● Task input:

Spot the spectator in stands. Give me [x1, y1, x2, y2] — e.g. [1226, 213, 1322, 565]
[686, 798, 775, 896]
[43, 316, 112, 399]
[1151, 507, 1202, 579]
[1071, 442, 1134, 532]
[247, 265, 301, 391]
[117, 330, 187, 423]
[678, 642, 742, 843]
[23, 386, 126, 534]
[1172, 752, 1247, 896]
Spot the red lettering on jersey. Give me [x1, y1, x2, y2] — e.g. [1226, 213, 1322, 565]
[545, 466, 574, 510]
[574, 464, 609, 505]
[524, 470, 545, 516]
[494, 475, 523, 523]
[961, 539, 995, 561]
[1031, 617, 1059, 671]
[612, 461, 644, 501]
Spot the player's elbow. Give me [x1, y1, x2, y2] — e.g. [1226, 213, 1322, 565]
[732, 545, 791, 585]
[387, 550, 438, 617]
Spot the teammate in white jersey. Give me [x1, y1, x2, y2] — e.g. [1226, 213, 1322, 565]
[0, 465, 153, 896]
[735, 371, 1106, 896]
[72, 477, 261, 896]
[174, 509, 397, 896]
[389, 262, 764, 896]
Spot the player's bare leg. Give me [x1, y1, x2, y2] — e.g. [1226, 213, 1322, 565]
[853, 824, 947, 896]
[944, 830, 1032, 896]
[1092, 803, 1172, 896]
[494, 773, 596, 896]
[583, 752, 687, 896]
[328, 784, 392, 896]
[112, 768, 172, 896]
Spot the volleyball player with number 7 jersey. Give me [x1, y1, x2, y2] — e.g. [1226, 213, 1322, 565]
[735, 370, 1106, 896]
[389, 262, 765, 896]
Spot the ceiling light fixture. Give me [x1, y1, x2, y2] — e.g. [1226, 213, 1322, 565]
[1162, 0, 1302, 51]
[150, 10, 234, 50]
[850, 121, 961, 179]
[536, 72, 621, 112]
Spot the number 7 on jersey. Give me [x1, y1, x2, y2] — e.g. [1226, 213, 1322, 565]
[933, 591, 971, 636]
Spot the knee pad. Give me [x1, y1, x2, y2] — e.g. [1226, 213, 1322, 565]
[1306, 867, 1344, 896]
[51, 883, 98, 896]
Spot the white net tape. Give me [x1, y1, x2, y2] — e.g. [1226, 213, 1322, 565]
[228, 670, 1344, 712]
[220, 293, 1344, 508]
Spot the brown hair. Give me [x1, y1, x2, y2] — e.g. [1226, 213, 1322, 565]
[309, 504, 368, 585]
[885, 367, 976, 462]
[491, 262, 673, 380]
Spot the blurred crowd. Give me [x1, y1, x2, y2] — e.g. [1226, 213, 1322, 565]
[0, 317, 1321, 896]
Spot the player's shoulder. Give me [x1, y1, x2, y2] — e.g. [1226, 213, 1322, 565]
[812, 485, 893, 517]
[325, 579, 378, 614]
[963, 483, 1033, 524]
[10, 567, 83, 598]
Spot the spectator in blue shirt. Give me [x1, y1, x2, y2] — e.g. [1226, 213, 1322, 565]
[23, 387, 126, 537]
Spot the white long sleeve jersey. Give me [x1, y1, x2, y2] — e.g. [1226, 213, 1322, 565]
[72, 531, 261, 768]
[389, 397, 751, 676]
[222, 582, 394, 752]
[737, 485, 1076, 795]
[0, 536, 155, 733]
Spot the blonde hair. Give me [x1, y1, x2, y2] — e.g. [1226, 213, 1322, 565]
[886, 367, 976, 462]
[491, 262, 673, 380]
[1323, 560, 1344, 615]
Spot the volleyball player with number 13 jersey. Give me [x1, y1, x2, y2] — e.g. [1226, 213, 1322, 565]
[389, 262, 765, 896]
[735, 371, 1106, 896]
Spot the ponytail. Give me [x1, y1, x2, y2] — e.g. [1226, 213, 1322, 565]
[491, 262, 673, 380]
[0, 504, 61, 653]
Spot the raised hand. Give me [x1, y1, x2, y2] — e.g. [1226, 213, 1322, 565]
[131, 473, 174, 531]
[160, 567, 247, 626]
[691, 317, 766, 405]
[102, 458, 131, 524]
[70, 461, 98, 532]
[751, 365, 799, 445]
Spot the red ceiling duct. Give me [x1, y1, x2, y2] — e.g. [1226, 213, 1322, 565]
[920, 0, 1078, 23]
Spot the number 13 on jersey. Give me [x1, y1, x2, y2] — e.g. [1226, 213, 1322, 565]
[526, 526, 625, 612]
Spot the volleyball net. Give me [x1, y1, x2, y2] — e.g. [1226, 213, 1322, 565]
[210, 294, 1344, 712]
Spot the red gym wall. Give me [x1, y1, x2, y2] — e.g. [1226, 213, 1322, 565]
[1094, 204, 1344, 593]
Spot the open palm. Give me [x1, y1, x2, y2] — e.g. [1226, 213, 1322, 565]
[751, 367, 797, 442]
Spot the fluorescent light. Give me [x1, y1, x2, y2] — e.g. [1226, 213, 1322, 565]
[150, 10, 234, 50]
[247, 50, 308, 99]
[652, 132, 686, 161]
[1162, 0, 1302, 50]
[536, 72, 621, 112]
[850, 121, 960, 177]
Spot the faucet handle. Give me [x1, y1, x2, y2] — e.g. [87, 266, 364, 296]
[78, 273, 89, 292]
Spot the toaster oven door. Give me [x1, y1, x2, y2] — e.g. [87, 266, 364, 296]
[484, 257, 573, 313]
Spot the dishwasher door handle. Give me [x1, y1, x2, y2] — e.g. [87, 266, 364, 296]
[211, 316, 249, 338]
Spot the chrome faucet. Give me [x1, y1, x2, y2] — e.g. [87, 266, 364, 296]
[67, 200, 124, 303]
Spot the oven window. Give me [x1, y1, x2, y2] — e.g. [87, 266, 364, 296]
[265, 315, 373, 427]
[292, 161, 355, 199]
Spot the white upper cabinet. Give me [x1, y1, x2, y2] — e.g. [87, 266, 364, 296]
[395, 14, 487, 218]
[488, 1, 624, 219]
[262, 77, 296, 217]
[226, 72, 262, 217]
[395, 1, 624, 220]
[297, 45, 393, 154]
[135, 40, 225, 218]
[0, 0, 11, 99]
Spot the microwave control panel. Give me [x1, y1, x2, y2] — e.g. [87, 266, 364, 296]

● Task description: Rewrite every line of the data, from the line containing "Spot the white upper" through the end of the data, and multiply each coordinate in the answers by 1.4, rounding to whole numbers with halves rounded up. Keep all other text, including the sample coordinates, unchanged.

● Answer for this exercise:
Spot the white upper cabinet. Give me [x1, y1, x2, y2] — e.g. [87, 266, 364, 296]
[553, 20, 682, 305]
[683, 1, 874, 307]
[367, 108, 414, 304]
[316, 101, 367, 304]
[553, 1, 874, 308]
[416, 63, 550, 216]
[189, 56, 315, 305]
[0, 0, 15, 139]
Spot the microwave control panel. Give me [x1, y1, x2, y2] — e.g. [87, 266, 364, 296]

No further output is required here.